◆ **Document excerpt**

Increase service network range

To create more services than the initial limit, you can reduce the IPv4 service CIDR mask to increase the service network of your cluster. Reducing the mask (the value after "/") results in a bigger network range.

apiVersion: baremetal.cluster.gke.io/v1
kind: Cluster
metadata:
  name: cluster1
  namespace: cluster-cluster1
spec:
  ...
  clusterNetwork:
    services:
      cidrBlocks:
        - 172.26.0.0/14
  ...

You can only increase the range of the IPv4 service CIDR. The network range can't be reduced, which means the mask (the value after "/") can't be increased.

Configure kubelet image pull settings

The kubelet runs on each node of your cluster. The kubelet is responsible for monitoring containers on a node and making sure they are healthy. When needed, the kubelet queries and pulls images from the Container Registry.

Updating your kubelet configurations manually and keeping them synchronized across all of your cluster nodes can be challenging. To make matters worse, manual kubelet configuration changes on your nodes are lost when you upgrade your cluster.

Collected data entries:

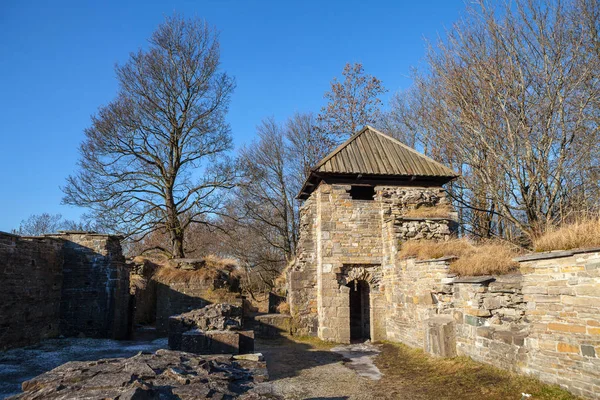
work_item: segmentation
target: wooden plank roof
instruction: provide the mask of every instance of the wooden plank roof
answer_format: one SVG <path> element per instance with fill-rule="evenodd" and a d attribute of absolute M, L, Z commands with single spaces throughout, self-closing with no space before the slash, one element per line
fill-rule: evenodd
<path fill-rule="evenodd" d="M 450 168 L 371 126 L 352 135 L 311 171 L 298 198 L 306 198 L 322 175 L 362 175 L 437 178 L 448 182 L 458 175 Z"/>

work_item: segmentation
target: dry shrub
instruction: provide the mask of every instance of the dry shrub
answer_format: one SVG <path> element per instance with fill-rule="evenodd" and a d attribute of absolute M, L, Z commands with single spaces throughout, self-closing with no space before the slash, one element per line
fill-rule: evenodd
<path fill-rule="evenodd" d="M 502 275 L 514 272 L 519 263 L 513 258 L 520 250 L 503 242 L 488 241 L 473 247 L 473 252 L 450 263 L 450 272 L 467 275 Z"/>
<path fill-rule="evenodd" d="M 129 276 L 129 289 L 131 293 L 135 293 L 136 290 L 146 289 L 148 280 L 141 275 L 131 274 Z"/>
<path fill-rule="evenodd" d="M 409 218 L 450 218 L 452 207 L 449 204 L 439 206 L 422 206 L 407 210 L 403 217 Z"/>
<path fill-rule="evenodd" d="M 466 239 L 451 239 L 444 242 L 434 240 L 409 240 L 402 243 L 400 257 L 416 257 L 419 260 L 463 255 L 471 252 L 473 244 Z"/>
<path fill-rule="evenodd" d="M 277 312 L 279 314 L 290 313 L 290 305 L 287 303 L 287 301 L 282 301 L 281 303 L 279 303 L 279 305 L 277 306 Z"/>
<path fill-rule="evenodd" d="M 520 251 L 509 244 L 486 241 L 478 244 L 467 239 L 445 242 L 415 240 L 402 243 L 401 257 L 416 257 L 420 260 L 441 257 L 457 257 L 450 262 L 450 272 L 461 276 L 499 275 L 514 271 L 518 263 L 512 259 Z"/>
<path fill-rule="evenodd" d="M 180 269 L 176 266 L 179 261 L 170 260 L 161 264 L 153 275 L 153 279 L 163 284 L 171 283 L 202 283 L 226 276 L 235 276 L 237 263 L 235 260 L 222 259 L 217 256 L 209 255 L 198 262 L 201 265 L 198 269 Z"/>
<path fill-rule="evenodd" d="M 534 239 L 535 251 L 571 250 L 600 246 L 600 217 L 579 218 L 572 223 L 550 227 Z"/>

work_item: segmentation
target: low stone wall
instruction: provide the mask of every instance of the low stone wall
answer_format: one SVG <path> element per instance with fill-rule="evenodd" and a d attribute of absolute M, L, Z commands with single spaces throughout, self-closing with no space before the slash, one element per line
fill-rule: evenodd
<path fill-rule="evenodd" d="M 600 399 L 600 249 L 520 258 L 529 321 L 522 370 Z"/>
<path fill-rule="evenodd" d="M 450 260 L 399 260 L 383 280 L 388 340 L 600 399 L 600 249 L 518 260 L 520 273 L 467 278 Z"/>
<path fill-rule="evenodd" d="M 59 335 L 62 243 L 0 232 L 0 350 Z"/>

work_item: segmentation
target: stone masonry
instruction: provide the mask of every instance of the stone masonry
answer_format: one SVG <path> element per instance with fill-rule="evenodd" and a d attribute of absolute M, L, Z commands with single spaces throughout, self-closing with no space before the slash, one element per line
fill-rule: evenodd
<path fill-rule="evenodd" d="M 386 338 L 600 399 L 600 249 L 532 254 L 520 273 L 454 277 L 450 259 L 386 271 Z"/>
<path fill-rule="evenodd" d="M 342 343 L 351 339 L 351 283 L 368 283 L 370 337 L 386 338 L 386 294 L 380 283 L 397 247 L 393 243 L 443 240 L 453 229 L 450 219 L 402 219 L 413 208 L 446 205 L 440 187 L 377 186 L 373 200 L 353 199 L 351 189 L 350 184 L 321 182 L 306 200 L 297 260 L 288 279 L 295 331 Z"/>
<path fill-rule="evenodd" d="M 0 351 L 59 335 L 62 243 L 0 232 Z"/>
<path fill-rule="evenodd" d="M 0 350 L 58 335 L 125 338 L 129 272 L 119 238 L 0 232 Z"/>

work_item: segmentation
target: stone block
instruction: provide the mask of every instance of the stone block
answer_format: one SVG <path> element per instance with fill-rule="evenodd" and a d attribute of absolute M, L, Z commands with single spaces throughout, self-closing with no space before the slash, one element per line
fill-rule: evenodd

◆ **Required work**
Rewrite the passage of the cluster networking text starting at "apiVersion: baremetal.cluster.gke.io/v1" and ending at "can't be increased.", changing "mask" to "prefix length".

◆ **Result for this exercise**
apiVersion: baremetal.cluster.gke.io/v1
kind: Cluster
metadata:
  name: cluster1
  namespace: cluster-cluster1
spec:
  ...
  clusterNetwork:
    services:
      cidrBlocks:
        - 172.26.0.0/14
  ...

You can only increase the range of the IPv4 service CIDR. The network range can't be reduced, which means the prefix length (the value after "/") can't be increased.